--- start of Page excerpt ---

Results revealed that Panamath was a statistically significant predictor of itself when controlling for other variables, β(SE) = 0.366 (0.049), p < .001. Similar to the previous mathematical measures, performance on the NLE task did not predict Panamath at Time 2 when controlling for Panamath Time 1 scores, β(SE) = –0.081 (0.076), p = .287.

Discussion

The goal of the current study was to conceptually replicate correlational results from a meta-analysis examining the relation between NLE and mathematical competence (Schneider et al., 2018). Results using seven diverse and independent studies demonstrated mixed results. The moderate correlation between the NLE task and mathematical competence replicated. Further, consistent with Schneider et al. (2018), the correlation between the two constructs was moderated by age group, but not in the same direction. However, inconsistent with Schneider et al. (2018), presentation medium and number range also moderated this correlation. Unique to this study was a set of analyses that extended the results of Schneider et al. (2018) by examining the stability and predictive validity of the NLE task while controlling for participant age and sex. Interestingly, these results found that the NLE task was not stable across time, nor was it predictive of later mathematical competence.

--- end of Page excerpt ---
--- start of Excerpted data ---

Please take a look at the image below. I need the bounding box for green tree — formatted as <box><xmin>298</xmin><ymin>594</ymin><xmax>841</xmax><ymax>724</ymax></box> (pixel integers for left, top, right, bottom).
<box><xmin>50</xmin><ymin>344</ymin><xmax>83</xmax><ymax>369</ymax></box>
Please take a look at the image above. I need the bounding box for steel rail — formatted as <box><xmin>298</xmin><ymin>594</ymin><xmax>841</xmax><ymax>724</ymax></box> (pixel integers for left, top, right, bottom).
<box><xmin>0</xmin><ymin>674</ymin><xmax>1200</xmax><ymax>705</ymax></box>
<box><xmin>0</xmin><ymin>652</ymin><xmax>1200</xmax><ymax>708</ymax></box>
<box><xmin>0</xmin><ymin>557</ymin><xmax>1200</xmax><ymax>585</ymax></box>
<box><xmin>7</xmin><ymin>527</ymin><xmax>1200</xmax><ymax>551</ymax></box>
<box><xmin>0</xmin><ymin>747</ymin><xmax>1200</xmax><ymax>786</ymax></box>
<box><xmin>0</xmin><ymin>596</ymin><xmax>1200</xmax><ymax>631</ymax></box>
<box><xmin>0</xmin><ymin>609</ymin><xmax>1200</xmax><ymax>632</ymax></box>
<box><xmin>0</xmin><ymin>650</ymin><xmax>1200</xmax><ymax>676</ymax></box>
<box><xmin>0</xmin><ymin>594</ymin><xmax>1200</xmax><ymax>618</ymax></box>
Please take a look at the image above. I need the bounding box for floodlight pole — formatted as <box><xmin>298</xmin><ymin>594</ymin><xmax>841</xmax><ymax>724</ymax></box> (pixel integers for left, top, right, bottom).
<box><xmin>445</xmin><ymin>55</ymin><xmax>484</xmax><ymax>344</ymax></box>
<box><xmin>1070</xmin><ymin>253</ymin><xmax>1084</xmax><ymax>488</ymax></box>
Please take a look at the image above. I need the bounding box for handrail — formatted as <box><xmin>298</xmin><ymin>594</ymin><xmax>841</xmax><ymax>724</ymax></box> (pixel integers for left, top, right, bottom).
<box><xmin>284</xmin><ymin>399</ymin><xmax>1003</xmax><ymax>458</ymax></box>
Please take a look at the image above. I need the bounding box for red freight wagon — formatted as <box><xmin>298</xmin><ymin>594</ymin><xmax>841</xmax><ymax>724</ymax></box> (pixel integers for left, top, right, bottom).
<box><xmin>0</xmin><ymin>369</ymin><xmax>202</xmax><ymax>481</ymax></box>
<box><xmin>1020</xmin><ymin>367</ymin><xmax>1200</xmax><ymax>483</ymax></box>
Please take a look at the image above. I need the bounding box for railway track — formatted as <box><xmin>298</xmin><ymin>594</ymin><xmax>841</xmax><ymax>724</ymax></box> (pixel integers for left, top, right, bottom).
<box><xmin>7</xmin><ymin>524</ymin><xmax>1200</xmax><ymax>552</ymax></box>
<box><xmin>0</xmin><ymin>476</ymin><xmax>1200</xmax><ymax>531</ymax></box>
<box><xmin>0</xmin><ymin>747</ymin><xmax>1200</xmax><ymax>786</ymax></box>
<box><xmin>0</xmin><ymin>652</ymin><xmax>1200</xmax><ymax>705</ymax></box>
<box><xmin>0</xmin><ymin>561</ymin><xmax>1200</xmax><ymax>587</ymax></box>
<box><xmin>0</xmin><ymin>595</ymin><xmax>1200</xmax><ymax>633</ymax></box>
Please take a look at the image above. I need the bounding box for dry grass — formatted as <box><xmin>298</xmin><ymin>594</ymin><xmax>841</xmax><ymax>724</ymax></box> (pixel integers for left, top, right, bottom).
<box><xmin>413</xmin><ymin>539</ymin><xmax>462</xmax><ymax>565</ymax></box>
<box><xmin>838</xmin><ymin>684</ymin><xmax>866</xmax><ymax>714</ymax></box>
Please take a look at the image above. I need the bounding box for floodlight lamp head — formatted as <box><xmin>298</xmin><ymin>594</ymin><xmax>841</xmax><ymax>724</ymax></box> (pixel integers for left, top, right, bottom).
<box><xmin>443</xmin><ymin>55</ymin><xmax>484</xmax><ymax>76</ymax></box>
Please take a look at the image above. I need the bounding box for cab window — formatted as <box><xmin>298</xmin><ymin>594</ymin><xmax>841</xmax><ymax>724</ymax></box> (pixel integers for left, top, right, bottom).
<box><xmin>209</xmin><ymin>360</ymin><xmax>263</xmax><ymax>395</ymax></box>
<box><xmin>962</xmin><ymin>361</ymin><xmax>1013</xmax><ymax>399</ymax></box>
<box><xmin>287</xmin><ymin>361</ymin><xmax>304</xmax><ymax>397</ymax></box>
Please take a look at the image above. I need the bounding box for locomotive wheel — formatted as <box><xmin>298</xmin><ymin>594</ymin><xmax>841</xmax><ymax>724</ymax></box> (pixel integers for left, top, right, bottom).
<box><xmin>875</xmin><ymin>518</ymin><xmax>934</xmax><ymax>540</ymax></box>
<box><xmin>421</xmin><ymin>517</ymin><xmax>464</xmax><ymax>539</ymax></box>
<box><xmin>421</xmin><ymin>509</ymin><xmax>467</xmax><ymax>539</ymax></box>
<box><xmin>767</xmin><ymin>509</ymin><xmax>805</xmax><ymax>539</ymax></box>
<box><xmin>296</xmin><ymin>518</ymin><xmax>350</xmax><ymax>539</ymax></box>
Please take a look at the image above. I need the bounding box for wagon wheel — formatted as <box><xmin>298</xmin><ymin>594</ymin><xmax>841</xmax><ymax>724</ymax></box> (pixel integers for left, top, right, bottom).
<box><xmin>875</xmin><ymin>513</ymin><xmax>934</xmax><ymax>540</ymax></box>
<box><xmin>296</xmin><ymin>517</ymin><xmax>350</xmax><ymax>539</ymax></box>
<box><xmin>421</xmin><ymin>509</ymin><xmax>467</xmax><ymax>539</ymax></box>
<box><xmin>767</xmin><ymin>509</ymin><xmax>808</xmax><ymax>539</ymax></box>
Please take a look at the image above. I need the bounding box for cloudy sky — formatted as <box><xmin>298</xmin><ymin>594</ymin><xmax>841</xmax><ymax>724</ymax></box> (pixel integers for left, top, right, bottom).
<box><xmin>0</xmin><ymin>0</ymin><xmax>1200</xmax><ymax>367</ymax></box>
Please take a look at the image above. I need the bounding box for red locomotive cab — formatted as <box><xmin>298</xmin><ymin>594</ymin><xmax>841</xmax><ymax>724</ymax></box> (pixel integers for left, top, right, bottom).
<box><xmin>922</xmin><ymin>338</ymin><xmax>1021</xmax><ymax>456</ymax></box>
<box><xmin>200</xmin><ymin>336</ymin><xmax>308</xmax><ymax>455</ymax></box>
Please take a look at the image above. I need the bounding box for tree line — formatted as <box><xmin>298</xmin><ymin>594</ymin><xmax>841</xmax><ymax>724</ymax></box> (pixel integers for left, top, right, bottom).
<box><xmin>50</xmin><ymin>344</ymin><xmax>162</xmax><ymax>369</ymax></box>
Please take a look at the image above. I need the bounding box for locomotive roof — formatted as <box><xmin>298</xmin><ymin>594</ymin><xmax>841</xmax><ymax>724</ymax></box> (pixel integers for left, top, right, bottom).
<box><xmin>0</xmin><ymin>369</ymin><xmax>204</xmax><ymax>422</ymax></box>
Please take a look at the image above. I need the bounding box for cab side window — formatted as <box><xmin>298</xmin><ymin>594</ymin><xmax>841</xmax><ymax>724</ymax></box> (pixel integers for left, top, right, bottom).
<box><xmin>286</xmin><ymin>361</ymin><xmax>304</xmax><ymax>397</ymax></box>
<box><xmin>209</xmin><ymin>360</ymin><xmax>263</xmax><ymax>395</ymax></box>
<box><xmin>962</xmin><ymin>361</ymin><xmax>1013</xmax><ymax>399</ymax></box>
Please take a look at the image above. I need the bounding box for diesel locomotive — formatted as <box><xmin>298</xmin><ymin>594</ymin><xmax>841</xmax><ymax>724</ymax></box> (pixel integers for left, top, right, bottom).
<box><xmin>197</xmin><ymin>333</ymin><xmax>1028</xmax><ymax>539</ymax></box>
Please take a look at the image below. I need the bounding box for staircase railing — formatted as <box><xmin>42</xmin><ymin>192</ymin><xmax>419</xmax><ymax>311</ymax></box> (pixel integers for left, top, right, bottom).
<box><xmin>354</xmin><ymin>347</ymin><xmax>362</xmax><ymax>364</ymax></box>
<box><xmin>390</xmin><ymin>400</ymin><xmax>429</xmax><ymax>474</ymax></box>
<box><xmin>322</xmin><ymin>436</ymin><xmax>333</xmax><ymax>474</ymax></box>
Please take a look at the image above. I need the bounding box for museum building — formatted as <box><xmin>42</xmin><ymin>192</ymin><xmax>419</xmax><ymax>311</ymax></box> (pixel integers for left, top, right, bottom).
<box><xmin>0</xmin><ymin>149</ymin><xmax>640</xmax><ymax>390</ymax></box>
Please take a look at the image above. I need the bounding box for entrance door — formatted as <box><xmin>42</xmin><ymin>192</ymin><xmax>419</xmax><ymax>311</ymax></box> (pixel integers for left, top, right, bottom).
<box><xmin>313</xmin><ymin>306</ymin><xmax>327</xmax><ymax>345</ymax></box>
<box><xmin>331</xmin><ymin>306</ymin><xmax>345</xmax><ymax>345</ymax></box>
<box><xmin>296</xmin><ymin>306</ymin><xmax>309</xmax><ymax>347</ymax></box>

--- end of Excerpted data ---

Problem requirements: Rewrite the study excerpt beginning at "Results revealed that" and stopping after "(0.076), p = .287.", renaming "NLE task" to "number line task". These rows have no connection to the study excerpt.

Answer to this exercise:
Results revealed that Panamath was a statistically significant predictor of itself when controlling for other variables, β(SE) = 0.366 (0.049), p < .001. Similar to the previous mathematical measures, performance on the number line task did not predict Panamath at Time 2 when controlling for Panamath Time 1 scores, β(SE) = –0.081 (0.076), p = .287.